▶ Selected extract:
[<prev] [next>] [<thread-prev] [day] [month] [year] [list]
Message-ID: <173839460073.2009498.15281500159677989414.stgit@devnote2>
Date: Sat, 1 Feb 2025 16:23:20 +0900
From: "Masami Hiramatsu (Google)" <mhiramat@...nel.org>
To: Steven Rostedt <rostedt@...dmis.org>,
Mathieu Desnoyers <mathieu.desnoyers@...icios.com>
Cc: Masami Hiramatsu <mhiramat@...nel.org>,
Luis Chamberlain <mcgrof@...nel.org>,
Petr Pavlu <petr.pavlu@...e.com>,
Sami Tolvanen <samitolvanen@...gle.com>,
Daniel Gomez <da.gomez@...sung.com>,
linux-kernel@...r.kernel.org,
linux-trace-kernel@...r.kernel.org,
linux-modules@...r.kernel.org
Subject: [PATCH v2 2/2] tracing: Add relative-stacktrace option
From: Masami Hiramatsu (Google) <mhiramat@...nel.org>
Add "relative-stacktrace" option to save the stacktrace entries
as offset from the _stext or module's text section. For the
module address, each entry also saves the first 4bytes of the
build_id of the module so that it can find the appropriate
symbol from the offset.
By using this build_id, we can also easily find the corresponding
modules off-line. Thus this stacktrace data is in the persistent
ring buffer, the kernel can find appropriate modules after reboot
without saving previous live information.
This feature also shows the module name after the symbol as below.

▶ Raw entries:
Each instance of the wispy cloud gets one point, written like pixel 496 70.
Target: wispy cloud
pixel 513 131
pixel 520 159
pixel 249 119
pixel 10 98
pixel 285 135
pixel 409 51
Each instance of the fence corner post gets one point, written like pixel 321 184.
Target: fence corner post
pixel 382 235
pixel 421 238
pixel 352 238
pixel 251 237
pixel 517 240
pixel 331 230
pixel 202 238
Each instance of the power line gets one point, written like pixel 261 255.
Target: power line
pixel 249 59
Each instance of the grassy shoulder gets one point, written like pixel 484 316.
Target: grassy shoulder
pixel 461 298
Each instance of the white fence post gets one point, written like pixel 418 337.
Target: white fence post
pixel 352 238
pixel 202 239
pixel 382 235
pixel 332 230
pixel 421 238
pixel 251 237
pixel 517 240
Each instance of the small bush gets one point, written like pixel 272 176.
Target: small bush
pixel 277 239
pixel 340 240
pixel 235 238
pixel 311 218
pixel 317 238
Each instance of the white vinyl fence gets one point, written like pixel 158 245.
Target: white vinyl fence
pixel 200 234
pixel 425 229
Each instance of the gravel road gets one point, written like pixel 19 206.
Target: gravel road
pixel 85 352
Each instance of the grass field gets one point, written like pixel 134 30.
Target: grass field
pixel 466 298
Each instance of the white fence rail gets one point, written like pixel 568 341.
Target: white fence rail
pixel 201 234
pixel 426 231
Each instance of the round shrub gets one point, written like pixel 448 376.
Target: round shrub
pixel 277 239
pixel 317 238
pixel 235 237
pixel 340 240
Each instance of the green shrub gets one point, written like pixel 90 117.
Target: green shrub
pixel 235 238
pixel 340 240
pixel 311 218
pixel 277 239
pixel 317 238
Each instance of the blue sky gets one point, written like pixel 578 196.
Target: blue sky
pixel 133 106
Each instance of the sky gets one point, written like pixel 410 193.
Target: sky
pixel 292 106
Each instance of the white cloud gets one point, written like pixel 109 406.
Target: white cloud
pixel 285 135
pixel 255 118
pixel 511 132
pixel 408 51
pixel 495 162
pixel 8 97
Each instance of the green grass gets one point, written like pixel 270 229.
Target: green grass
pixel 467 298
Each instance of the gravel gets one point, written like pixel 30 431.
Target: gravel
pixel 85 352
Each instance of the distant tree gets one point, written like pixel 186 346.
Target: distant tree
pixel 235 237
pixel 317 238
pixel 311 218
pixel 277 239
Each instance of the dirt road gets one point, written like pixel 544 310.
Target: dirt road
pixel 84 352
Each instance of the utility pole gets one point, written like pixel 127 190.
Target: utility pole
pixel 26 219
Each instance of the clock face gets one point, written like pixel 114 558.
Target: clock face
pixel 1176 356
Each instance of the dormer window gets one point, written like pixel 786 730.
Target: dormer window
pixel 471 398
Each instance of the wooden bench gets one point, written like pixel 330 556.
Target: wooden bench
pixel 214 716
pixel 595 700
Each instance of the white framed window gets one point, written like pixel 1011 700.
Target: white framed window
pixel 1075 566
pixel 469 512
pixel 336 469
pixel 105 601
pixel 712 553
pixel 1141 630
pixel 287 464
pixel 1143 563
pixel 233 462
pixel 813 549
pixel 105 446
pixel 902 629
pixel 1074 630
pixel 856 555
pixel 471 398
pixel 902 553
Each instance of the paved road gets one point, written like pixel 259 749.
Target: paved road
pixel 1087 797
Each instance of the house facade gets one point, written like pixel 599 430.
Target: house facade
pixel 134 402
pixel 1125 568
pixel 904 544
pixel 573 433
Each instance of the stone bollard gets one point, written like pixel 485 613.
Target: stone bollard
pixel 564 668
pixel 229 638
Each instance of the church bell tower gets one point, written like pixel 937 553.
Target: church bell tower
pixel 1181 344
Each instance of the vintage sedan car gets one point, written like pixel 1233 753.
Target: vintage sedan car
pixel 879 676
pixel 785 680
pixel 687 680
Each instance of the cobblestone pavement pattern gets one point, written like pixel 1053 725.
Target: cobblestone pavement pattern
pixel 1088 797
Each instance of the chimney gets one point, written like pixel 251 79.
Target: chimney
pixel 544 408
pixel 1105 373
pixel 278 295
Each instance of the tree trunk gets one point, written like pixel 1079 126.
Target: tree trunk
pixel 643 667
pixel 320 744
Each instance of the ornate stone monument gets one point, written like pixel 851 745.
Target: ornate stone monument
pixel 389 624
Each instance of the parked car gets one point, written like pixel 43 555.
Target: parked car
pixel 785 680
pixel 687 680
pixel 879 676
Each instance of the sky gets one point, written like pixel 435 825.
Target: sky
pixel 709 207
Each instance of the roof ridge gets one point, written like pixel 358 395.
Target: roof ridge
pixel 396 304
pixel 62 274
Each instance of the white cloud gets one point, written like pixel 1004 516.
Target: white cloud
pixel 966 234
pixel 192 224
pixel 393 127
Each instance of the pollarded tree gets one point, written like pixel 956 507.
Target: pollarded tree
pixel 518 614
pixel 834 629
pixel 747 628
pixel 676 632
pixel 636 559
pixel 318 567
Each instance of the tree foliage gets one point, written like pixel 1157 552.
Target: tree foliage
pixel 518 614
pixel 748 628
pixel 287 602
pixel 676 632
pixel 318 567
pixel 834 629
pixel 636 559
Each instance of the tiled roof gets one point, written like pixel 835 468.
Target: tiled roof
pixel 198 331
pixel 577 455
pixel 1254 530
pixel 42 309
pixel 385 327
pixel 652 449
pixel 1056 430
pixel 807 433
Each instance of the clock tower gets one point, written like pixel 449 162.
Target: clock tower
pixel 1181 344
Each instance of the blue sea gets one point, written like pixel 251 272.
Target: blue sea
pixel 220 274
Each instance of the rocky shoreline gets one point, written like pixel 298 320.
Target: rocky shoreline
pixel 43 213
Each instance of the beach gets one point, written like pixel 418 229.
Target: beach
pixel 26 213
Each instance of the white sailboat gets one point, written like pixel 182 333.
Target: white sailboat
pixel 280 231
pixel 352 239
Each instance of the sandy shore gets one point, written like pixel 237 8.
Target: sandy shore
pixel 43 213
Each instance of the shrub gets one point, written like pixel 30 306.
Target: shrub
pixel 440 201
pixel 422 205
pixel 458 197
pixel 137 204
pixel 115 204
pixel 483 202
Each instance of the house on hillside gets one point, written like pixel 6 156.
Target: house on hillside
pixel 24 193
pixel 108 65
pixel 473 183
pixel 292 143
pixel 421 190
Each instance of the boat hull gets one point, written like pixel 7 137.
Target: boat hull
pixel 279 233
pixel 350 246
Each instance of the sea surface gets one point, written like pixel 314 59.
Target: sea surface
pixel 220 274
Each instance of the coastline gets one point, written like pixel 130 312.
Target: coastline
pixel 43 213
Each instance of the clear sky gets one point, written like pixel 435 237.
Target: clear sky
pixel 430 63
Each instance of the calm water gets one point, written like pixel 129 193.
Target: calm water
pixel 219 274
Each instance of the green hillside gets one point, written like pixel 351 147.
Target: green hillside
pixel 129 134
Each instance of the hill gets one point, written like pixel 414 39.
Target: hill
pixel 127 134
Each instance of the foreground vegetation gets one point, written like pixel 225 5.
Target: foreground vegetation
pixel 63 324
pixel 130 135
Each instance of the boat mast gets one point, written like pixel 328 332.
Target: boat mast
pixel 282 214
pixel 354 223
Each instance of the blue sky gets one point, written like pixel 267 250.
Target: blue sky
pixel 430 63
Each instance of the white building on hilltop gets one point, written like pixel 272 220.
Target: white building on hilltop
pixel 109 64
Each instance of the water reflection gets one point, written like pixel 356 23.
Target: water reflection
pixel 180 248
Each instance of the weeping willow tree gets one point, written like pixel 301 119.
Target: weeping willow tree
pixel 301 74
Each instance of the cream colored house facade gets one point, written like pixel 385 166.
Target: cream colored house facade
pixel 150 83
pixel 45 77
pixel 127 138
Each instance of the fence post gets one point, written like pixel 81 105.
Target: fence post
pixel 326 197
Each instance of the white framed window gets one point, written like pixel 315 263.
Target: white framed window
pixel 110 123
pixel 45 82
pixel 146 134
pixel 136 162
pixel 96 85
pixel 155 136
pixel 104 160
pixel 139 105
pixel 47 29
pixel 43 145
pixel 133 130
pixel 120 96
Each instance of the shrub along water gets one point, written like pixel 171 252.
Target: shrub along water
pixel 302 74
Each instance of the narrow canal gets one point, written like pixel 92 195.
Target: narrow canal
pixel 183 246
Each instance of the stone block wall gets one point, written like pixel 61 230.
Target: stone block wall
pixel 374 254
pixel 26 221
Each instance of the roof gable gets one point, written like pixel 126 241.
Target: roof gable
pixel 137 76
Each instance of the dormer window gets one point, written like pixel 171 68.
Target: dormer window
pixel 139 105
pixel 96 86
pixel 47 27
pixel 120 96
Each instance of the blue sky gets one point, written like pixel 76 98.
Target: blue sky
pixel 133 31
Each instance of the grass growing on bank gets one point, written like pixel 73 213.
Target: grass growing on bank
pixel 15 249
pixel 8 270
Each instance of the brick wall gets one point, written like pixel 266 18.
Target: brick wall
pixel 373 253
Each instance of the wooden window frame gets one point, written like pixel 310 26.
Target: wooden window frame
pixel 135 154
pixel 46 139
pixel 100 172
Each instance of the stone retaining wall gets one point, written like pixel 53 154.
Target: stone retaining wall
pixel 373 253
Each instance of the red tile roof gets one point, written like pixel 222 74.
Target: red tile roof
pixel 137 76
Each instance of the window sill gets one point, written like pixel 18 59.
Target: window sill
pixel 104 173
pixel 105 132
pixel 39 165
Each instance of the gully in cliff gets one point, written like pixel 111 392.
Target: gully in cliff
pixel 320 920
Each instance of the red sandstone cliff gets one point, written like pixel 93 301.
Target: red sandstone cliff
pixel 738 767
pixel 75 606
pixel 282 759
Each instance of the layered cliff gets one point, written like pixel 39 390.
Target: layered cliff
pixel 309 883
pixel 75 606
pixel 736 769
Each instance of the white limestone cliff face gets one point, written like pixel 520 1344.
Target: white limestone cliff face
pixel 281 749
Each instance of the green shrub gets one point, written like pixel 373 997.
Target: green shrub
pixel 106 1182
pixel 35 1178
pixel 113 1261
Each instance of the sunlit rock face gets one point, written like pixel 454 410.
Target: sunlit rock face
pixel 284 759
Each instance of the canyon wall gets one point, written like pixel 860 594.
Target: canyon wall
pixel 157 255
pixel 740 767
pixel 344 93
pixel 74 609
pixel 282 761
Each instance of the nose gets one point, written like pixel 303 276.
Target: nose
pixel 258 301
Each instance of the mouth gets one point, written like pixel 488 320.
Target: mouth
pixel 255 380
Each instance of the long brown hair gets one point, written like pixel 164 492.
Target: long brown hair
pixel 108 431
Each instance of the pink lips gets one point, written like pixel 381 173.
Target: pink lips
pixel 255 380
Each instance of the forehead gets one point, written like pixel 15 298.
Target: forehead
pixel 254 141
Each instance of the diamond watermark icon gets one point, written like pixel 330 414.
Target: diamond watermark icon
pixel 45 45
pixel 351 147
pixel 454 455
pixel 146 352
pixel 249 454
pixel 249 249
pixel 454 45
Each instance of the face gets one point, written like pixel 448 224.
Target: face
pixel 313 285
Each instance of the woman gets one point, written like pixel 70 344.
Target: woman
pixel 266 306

▶ Required work:
1 > Transcribe the stretch of the relative-stacktrace patch message from "By using this" through "symbol as below.".
2 > Name every person listed on the Cc line of the relative-stacktrace patch message.
3 > Resume the relative-stacktrace patch message from the point where it stops.

▶ Outputs by task:
1 >
By using this build_id, we can also easily find the corresponding
modules off-line. Thus this stacktrace data is in the persistent
ring buffer, the kernel can find appropriate modules after reboot
without saving previous live information.
This feature also shows the module name after the symbol as below.

2 > Masami Hiramatsu, Luis Chamberlain, Petr Pavlu, Sami Tolvanen, Daniel Gomez

3 >
event-sample-1622 [005] ...1. 2112.978105: <stack trace>
=> event_triggers_post_call
=> trace_event_raw_event_foo_bar [trace_events_sample]
=> do_simple_thread_func [trace_events_sample]
=> simple_thread [trace_events_sample]
=> kthread
=> ret_from_fork
=> ret_from_fork_asm
The downside is the cost of time and memory (on 32bit arch). This
needs to find the module if the address in the module, and save
both of 32bit offset and 32bit hash for each entry, this may consume
twice memory on 32bit arch. On 64bit arch, the amount of consuming
memory is the same.
Signed-off-by: Masami Hiramatsu (Google) <mhiramat@...nel.org>
---
include/linux/trace.h | 5 +++
kernel/trace/Kconfig | 1 +
kernel/trace/trace.c | 50 ++++++++++++++++++++++++++++++----
kernel/trace/trace.h | 3 ++
kernel/trace/trace_entries.h | 18 ++++++++++++
kernel/trace/trace_output.c | 62 ++++++++++++++++++++++++++++++++++++++++++
6 files changed, 133 insertions(+), 6 deletions(-)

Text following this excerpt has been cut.